INPUT RECORDS:
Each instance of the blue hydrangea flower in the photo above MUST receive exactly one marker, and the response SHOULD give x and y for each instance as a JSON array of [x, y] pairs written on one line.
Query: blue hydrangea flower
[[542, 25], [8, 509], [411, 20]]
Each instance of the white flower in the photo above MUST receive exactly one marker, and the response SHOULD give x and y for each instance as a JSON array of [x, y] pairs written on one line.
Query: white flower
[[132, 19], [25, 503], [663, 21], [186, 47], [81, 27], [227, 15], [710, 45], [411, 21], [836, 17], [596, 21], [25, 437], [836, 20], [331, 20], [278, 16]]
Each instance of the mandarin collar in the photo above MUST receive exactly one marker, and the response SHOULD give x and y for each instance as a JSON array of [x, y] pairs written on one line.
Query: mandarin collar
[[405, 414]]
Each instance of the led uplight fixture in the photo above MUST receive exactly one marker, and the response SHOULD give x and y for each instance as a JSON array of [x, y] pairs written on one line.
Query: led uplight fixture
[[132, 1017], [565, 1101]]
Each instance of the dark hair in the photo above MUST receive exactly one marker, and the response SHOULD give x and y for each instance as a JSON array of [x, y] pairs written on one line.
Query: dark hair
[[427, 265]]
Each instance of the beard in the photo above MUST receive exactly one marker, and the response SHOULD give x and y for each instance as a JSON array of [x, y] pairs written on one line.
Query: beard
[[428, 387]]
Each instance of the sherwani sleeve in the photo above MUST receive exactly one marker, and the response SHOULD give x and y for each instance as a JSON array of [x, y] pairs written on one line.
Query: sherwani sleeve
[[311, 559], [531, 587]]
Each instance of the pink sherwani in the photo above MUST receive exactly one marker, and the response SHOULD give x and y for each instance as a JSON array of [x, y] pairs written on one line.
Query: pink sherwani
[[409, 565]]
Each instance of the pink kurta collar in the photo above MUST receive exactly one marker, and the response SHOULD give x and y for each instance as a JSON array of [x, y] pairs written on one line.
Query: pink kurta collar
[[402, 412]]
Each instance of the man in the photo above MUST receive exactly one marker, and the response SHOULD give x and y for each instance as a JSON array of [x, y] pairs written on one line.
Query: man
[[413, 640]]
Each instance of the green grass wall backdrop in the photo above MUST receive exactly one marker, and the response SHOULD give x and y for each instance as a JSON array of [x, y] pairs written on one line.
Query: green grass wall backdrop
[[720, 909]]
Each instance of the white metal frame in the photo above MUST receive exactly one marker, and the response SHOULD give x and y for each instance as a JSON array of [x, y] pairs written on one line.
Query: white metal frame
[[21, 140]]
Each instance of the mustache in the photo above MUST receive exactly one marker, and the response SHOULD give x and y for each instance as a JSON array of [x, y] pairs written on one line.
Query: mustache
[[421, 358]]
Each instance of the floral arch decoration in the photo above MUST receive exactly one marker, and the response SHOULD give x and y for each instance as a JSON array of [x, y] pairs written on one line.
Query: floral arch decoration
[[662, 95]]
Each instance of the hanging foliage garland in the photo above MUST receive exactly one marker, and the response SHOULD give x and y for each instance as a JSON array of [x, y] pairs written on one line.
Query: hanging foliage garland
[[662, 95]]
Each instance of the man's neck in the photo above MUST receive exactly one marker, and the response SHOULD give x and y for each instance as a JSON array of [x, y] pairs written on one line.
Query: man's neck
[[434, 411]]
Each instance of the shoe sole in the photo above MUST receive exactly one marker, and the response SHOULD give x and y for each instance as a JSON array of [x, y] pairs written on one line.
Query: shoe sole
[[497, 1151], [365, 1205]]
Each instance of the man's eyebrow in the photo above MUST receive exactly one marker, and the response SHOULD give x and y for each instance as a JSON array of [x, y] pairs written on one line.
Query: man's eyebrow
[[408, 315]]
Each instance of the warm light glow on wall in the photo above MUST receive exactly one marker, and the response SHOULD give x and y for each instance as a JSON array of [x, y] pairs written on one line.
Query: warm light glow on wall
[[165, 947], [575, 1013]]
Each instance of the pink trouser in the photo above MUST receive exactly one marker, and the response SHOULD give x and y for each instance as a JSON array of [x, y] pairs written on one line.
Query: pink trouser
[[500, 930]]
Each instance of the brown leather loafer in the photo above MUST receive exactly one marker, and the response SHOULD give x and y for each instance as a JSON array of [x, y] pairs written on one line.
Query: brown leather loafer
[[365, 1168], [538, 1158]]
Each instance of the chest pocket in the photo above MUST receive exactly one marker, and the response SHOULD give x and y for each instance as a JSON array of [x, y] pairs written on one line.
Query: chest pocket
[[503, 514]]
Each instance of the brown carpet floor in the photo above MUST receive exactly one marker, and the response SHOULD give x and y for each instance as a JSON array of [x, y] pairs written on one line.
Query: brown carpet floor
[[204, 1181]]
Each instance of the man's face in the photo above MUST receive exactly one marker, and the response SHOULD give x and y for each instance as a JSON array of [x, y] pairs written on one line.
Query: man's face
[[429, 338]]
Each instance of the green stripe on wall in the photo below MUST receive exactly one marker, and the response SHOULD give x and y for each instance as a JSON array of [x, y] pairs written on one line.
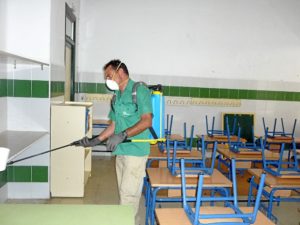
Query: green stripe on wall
[[27, 174], [24, 88], [57, 88], [3, 178], [202, 92], [3, 87]]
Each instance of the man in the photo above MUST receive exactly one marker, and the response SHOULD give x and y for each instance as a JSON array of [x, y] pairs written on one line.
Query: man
[[130, 121]]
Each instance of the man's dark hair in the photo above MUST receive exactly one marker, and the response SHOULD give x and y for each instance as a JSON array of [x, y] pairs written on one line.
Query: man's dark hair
[[115, 63]]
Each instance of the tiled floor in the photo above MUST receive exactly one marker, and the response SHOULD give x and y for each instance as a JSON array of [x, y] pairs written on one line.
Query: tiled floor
[[102, 189]]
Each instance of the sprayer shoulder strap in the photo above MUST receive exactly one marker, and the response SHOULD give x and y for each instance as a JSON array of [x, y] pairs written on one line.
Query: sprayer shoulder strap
[[134, 101], [133, 94]]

WHAT THE TASK ASKS:
Copy the records from the start through the line containing "[[542, 25], [8, 509], [411, 20]]", both included, with each line, requests too, and add 141 to every coordinate in the answers.

SOLUTION:
Each instance of the blue hydrangea flower in the photo above MUST receive exactly one marker, and the response SHOULD give x and y for each instance as a JSON array of [x, y] pairs written on one line.
Query: blue hydrangea flower
[[683, 166], [149, 650], [552, 161]]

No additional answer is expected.